• _WHAT IS REQUIRED_:
Nothing in the data may be altered; restate all of it exactly.
▼
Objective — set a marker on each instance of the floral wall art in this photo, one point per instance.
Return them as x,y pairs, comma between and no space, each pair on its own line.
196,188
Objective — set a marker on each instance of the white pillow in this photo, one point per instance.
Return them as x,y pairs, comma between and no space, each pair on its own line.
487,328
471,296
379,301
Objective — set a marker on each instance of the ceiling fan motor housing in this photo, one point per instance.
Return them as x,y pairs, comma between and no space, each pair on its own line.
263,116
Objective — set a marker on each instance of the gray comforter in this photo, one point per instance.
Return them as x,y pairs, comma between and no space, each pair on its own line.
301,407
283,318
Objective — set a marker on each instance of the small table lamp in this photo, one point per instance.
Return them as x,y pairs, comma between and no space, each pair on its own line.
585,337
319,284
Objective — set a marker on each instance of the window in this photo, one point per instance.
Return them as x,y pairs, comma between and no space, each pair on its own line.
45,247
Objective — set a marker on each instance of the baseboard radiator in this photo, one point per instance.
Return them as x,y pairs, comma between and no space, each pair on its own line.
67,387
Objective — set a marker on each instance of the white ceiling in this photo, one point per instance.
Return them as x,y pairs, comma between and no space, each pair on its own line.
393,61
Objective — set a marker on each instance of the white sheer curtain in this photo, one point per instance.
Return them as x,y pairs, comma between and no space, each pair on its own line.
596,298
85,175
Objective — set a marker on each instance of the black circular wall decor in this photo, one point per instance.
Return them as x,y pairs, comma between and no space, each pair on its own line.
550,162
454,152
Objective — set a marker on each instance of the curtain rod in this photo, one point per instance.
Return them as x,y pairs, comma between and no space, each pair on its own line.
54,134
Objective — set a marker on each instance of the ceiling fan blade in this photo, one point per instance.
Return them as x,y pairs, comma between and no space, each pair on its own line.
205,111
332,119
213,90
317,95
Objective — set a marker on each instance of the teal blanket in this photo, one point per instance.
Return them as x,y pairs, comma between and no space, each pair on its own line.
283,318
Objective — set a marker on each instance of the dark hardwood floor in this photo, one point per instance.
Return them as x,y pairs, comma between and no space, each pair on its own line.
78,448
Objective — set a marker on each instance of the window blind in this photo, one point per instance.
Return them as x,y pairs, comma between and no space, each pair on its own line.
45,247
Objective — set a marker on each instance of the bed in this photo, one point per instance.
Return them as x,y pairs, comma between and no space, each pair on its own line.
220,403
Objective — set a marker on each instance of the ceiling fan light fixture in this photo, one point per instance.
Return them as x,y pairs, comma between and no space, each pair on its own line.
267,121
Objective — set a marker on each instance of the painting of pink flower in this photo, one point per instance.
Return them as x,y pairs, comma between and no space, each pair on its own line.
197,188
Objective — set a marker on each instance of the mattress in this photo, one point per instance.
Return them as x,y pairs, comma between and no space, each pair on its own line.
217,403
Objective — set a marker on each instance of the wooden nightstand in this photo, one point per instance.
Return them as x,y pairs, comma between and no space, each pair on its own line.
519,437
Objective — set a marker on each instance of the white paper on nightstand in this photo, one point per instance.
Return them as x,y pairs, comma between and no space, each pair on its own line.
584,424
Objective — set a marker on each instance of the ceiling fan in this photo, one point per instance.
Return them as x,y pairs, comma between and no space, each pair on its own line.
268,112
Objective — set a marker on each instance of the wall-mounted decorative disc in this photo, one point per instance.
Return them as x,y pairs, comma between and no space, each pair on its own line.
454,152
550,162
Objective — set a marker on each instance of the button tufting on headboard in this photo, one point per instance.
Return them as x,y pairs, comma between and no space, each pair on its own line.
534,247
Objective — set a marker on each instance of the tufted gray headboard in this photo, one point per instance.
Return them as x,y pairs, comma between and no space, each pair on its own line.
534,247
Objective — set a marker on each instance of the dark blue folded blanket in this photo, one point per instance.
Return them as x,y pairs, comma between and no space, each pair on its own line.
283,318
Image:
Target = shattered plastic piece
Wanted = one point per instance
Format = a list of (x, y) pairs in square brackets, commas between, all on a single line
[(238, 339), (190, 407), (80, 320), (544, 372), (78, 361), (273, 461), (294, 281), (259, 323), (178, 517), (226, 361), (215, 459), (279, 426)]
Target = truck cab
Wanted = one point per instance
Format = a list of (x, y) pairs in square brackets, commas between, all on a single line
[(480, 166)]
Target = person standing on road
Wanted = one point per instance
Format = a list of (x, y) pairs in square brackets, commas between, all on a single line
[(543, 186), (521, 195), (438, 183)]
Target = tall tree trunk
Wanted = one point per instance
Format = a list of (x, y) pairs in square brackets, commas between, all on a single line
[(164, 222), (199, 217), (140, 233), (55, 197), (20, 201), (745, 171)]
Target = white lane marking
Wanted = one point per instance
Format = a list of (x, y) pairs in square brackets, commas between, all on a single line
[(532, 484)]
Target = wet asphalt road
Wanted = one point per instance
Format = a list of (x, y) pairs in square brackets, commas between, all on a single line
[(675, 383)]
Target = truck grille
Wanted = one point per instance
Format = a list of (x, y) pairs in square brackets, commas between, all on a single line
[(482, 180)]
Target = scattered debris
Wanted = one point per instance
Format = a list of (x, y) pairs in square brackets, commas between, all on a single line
▲
• _RESULT_:
Objective — set a marker on each instance of the floral wall art in this photo, one point per instance.
Return them as x,y pairs, comma between and no space, each pair on its own line.
196,188
Objective — set a marker on each instance of the white pillow in this photo, one point per instance.
Return them as x,y pairs, comma between and no space, each pair on its own line.
487,328
471,296
379,301
Objective — set a marker on each instance of the ceiling fan motor housing in this photo, one point per instance.
Return them as x,y pairs, comma between and no space, each pair on its own line.
263,116
Objective — set a marker on each instance of the gray comforter in this photo, one point per instance.
Return them as x,y pairs, comma between and no space, each pair on its own line.
301,407
283,318
Objective — set a marker on each instance of the small table lamp in this photo, one point per instance.
Return them as x,y pairs, comma between and no space, each pair on its own line.
585,337
319,284
Objective — set a marker on each instance of the window in this photo, one point per instance.
Return them as x,y pairs, comma between and no space, each pair on its own line.
45,247
Objective — set a marker on each instance of the baseboard radiator in this photo, one point per instance.
Return them as x,y pairs, comma between and no space, each pair on its own line.
67,387
Objective — set a marker on each instance of the white ceiling in this photo, one point per instance.
Return them as x,y pairs, comma between and no space, each pair on its own line.
393,61
Objective — set a marker on each instance of the white sheer curtain in this photo, one point per instance.
Return them as x,y pairs, comma between and no space, each pair on its own line.
596,298
85,175
Objective — set a marker on each instance of the black circular wall decor in this photo, one point per instance.
Return them as x,y pairs, comma between and no space, each pair on its own line.
550,162
454,152
Objective — set a marker on each instance of the curtain rod in this photo, one point per instance.
Return them as x,y pairs, comma between and no space, each pair on its own line.
54,134
Objective — set a marker on each instance of the ceiling fan blade in this photo, one point per instance.
Return them as x,y pairs, comma between and no space, each pair on its own line.
205,111
332,119
213,90
317,95
Objective — set a marker on each instance of the teal blanket in this photo, one point per instance.
Return them as x,y pairs, comma between and no space, each pair on its own line.
283,318
Objective — set a marker on each instance of the dark hardwood floor in this photo, one point per instance.
Return them as x,y pairs, comma between and no space, each pair on its own line.
78,448
Objective — set a marker on each instance of the window blind in this photo, one point per instance.
Return them as x,y pairs, comma between and no space, each pair on its own line.
45,247
Objective — set a marker on each instance of the bed in this photo, one point per instance.
Return them as x,y pairs, comma between and no space, each pair on its own line.
220,403
Objective — set a marker on each instance of the ceiling fan light fixture in this photo, one point per instance.
Return them as x,y pairs, comma between and no space, each pair on its own line.
267,121
Objective — set a marker on each instance of the painting of pink flower in this photo, one point per instance.
Return them as x,y pairs, comma between and no space, each pair on its own line.
197,188
Objective — set a marker on each instance of the mattress in this photo, one point per instance.
Return them as x,y pairs, comma between and no space, each pair on its own line.
217,403
Objective — set a marker on each instance of the wooden nightstand in this photo, one point per instance.
Return them as x,y pairs, comma between and no space, each pair on its own line.
519,437
Objective — set a marker on each instance of the white paper on nightstand in this photo, one point per instance.
Return them as x,y pairs, comma between and no space, each pair on its own line.
584,424
Objective — set a marker on each instance of the ceiling fan in this photo, one point per instance.
Return them as x,y pairs, comma between and no space, each pair on its own line.
268,112
Objective — set a marker on each instance of the wall-mounted decorative disc in this photo, one point per instance.
Return them as x,y pairs, comma between and no space, each pair on its own line.
454,152
550,162
Objective — set a marker on each instance of the button tufting on headboard in this photo, one point per instance.
Return them as x,y pairs, comma between and no space, each pair on its own line.
534,247
Objective — set a marker on each instance of the tufted gray headboard in this photo, one point per instance.
Return them as x,y pairs, comma between and no space, each pair on its own line.
534,247
Objective — set a marker on each instance of the dark blue folded blanket in this photo, one point per instance.
Return them as x,y pairs, comma between and no space, each pair on its own line.
283,318
Image:
Target = shattered plastic piece
Wanted = one point per instance
Format = a list of (x, y) pairs in square brackets, commas between, all on a single line
[(238, 339), (190, 407), (80, 320), (544, 372), (78, 361), (273, 461), (294, 281), (259, 323), (178, 517), (226, 361), (215, 459), (279, 426)]
Target = truck cab
Wanted = one point per instance
Format = a list of (x, y) pairs in square brackets, commas between, all on a single line
[(480, 166)]
Target = person standing on road
Wanted = one point per instance
Format = a list of (x, y) pairs in square brackets, commas between, all on a single line
[(543, 186), (521, 195), (438, 183)]
Target = tall tree trunk
Wanted = one point per instance
Format = a list of (x, y) pairs in square brackets, commas between, all on a single line
[(164, 222), (199, 217), (140, 233), (55, 197), (20, 201), (745, 171)]
Target = white lane marking
Wanted = one point per instance
Format = a list of (x, y) pairs in square brackets, commas between, all on a single line
[(532, 484)]
Target = wet asphalt road
Wanted = one point per instance
Format = a list of (x, y) pairs in square brackets, commas between, all on a single line
[(675, 383)]
Target = truck grille
Wanted = one point per instance
Format = a list of (x, y) pairs in square brackets, commas between, all on a single line
[(482, 180)]
Target = scattered debris
Wanted = one point per instance
Format = a list of (x, y) pairs in square brackets, commas between, all on a single line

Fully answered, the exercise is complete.